### Consignes à suivre:
D'après le texte de lecture, dans quelle université Nikki Iyolo Sanchez fait-elle son doctorat ?

### Texte de lecture:

Nikki Iyolo Sanchez est créatrice de contenus autochtones, éducatrice décoloniale et étudiante en doctorat à l'Université de Victoria (Canada). Originaire du Salvador, d'une mère euro-canadienne et d'un père pipil-maya, depuis sa naissance pendant la guerre civile, la vie de Nikki a été façonnée par les conséquences liées à la colonisation, à la mondialisation et à l'inégalité systémique. En effet, dans sa petite enfance, Nikki et sa mère ont été contraintes de quitter le territoire de son père pour leur propre survie. Depuis lors, elle s’attèle pour favoriser une meilleure compréhension interculturelle et l'empathie. En tant que créatrice de contenus autochtones, elle ne se contente pas de produire des contenus, mais contribue également à la création de plateformes et de réseaux qui soutiennent le développement et le renforcement des capacités des nouveaux auteurs et réalisateurs autochtones et BIPOC (personnes autochtones, noires et de couleur).

Pour Mme Sanchez, les médias décoloniaux sont un vecteur d'éducation, d'expression et de diffusion d'informations sur des sujets importants tels que l'environnement et les droits des peuples autochtones. S’exprimant sur la couverture des témoignages autochtones lors du COVID-19, elle affirme avoir été particulièrement soucieuse d’ « aller directement à la source c’est-à-dire chez les communautés » pour recueillir leurs témoignages, car « les principaux médias auront naturellement des préjugés lorsqu'ils essaieront de rendre compte des témoignages d'autres personnes ».

### Extraits des items:
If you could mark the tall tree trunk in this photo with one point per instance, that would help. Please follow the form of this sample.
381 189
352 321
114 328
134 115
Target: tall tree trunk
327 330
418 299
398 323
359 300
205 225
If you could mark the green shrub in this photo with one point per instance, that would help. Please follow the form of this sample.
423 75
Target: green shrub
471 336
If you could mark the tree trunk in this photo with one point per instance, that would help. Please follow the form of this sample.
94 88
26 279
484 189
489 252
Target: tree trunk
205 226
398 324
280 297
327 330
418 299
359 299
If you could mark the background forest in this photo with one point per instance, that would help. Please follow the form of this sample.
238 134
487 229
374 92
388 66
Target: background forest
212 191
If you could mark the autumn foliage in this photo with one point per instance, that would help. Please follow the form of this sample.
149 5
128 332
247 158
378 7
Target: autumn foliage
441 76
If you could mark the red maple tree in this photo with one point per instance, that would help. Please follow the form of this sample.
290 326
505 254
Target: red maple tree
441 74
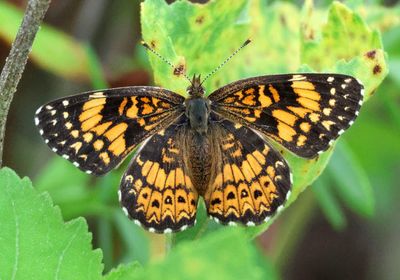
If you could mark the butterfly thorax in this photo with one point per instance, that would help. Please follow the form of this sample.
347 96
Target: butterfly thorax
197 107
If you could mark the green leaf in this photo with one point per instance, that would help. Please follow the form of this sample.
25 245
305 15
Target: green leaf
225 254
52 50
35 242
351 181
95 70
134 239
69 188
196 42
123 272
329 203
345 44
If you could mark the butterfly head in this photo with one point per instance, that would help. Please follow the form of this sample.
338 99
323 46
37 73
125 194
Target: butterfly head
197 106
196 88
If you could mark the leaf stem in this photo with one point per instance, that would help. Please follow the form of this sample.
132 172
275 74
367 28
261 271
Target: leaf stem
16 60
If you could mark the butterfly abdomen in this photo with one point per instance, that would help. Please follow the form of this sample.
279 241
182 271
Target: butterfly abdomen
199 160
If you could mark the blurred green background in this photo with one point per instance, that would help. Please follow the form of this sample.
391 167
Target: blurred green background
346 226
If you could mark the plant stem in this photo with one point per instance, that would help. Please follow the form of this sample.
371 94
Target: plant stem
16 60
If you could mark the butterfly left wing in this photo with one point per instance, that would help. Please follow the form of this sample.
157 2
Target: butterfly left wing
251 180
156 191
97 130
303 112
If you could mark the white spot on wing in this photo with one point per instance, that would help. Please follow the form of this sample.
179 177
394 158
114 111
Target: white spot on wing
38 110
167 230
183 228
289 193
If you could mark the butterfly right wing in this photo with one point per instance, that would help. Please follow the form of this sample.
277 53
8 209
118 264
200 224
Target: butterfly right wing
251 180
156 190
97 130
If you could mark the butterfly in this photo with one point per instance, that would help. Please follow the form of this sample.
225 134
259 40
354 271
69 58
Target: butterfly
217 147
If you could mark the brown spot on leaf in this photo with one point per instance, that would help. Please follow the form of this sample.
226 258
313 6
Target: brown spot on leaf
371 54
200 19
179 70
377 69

* * *

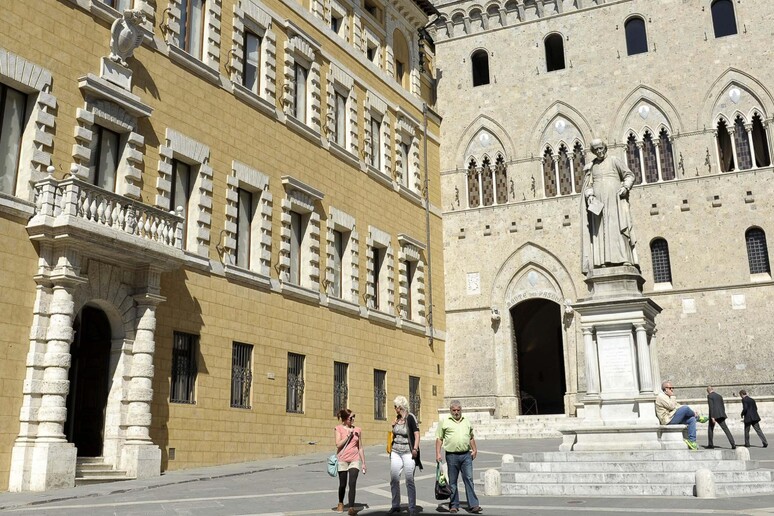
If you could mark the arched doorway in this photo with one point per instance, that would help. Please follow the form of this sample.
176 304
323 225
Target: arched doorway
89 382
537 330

==

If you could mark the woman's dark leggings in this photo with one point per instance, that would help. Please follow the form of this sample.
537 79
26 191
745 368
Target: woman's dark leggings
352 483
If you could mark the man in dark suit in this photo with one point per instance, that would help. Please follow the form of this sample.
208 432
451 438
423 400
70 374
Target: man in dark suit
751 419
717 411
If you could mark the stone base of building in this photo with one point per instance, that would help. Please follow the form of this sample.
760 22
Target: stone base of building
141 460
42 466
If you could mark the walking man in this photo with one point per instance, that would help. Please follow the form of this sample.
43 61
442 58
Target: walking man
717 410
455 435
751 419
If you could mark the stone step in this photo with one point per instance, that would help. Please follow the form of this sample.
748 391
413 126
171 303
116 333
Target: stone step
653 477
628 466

### Résultat attendu:
À l'Université de Victoria, au Canada.